● Consigne: Poursuivez le texte sur la nomination de Daniel Bethlehem et son avis sur les frappes de drones, en reprenant juste après sa dernière phrase.

● Extrait du texte:

---------------

Jack Straw l’a nommé à ce poste, et pour la toute première fois, c’était une nomination externe, non pas, comme d’usage, une personne choisie dans la grande équipe d’avocats internationaux de renommée mondiale employés par le propre ministère des Affaires étrangères. La raison de cette nomination ne fait pas débat. Chacun des conseillers juridiques du Bureau des Affaires étrangères avait expliqué que l’invasion de l’Irak était illégale, et Straw souhaitait trouver un nouveau chef du département qui soit plus en accord avec la vision néo-conservatrice du monde.

Straw est allé aux extrêmes. Il a nommé Daniel Bethlehem, « l’expert » légal qui a fourni des conseils juridiques à Benjamin Netanyahu sur la la « légalité » de la construction du grand mur qui coupe les territoires palestiniens de leurs ressources en terre et en eau. Bethlehem était un partisan enthousiaste de l’invasion de l’Irak. Il était aussi le plus enthousiaste partisan des frappes de drones. Bethlehem a donné un avis sur la légalité des frappes de drones qui est, pour le moins, sujet à controverse. Pour donner un exemple, Bethlehem accepte les principes établis du droit international selon lesquels la force meurtrière ne peut être utilisée que pour prévenir une attaque « imminente ». Bethléem fait valoir que pour qu’une attaque soit « imminente », il n’est pas nécessaire qu’elle soit prévue pour « bientôt ». En effet, vous pouvez tuer pour éviter une « attaque imminente » même si vous n’avez aucune information sur le moment et le lieu où elle se produira. Vous devez plutôt compter sur le « modèle de comportement » de votre cible ; c’est-à-dire que s’il a déjà attaqué, il est raisonnable de supposer qu’il attaquera à nouveau et qu’une telle attaque est « imminente ».

---------------

● Enregistrements présentés:
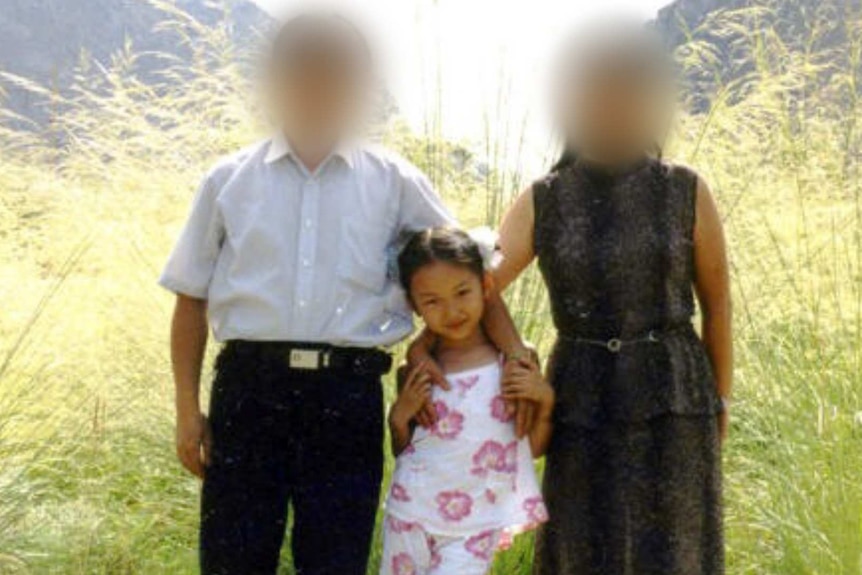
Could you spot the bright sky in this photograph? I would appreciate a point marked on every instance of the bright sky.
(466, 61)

---------------

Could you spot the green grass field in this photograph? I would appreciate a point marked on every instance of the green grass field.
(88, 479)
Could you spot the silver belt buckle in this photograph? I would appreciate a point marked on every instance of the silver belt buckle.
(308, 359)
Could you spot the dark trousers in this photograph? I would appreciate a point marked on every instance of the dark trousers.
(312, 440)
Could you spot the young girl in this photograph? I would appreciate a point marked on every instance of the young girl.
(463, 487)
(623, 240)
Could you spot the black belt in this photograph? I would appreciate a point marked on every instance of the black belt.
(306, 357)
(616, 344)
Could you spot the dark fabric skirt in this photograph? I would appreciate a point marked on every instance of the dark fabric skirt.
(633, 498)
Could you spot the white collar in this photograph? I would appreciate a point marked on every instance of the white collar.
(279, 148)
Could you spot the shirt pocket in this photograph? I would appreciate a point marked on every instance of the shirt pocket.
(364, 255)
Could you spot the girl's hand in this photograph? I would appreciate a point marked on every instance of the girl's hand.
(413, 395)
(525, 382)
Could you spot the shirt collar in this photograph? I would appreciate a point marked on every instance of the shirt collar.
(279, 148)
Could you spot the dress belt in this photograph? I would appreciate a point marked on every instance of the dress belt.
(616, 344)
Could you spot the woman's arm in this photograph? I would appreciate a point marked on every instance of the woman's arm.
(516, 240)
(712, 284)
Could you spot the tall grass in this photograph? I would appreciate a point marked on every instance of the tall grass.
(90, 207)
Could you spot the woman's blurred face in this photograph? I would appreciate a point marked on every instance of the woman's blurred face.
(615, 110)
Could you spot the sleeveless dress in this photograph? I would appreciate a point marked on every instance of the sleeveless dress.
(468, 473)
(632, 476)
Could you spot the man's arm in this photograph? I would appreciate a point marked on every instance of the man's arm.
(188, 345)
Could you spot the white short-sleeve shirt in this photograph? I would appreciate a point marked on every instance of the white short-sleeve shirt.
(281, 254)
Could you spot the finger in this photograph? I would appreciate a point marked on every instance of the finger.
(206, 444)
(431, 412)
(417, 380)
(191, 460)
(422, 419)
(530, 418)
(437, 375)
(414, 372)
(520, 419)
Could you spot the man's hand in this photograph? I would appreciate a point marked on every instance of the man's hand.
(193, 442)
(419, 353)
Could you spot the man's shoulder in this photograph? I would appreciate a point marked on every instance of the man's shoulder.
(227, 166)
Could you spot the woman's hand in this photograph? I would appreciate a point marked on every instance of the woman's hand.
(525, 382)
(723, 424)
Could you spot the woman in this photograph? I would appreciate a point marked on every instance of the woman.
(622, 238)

---------------

● Résultat obtenu:
Il y a un problème encore beaucoup plus grave : les renseignements contre la cible sont souvent extrêmement douteux. Pourtant, même s’ils étaient parfaits, que l’État puisse tuer dans de telles circonstances sans que cela soit considéré comme une peine de mort prononcée sans procès pour des crimes passés, et non comme une action préventive contre un nouveau crime « imminent », me dépasse. On pourrait penser que ce contexte en ferait un sujet intéressant. Pourtant, tous les médias britanniques « sérieux » ont publié la ligne du gouvernement, sans qu’un seul journaliste, pas un seul, n’explique que la définition du terme « imminent » proposée par Bethlehem a été largement rejetée par la communauté du droit international. Le public ne sait rien de tout cela. Ils savent juste que les frappes de drones nous protègent d’attaques mortelles par des terroristes, parce que le gouvernement le dit, et que personne n’a même tenté de leur donner la moindre information supplémentaire.

C’est donc un premier mensonge. Lorsque Pompeo dit que Soleimani planifiait des attaques « imminentes », il utilise la définition de Bethlehem selon laquelle « imminent » ne signifie ni « bientôt » ni « certainement ». Dévoyer à ce point le sens normal d’un mot, c’est mentir. Le faire pour justifier de tuer des gens est obscène. C’est pourquoi, si après ma mort, je finis au fin fond de l’enfer, le pire dans cette expérience sera la compagnie de Daniel Bethlehem.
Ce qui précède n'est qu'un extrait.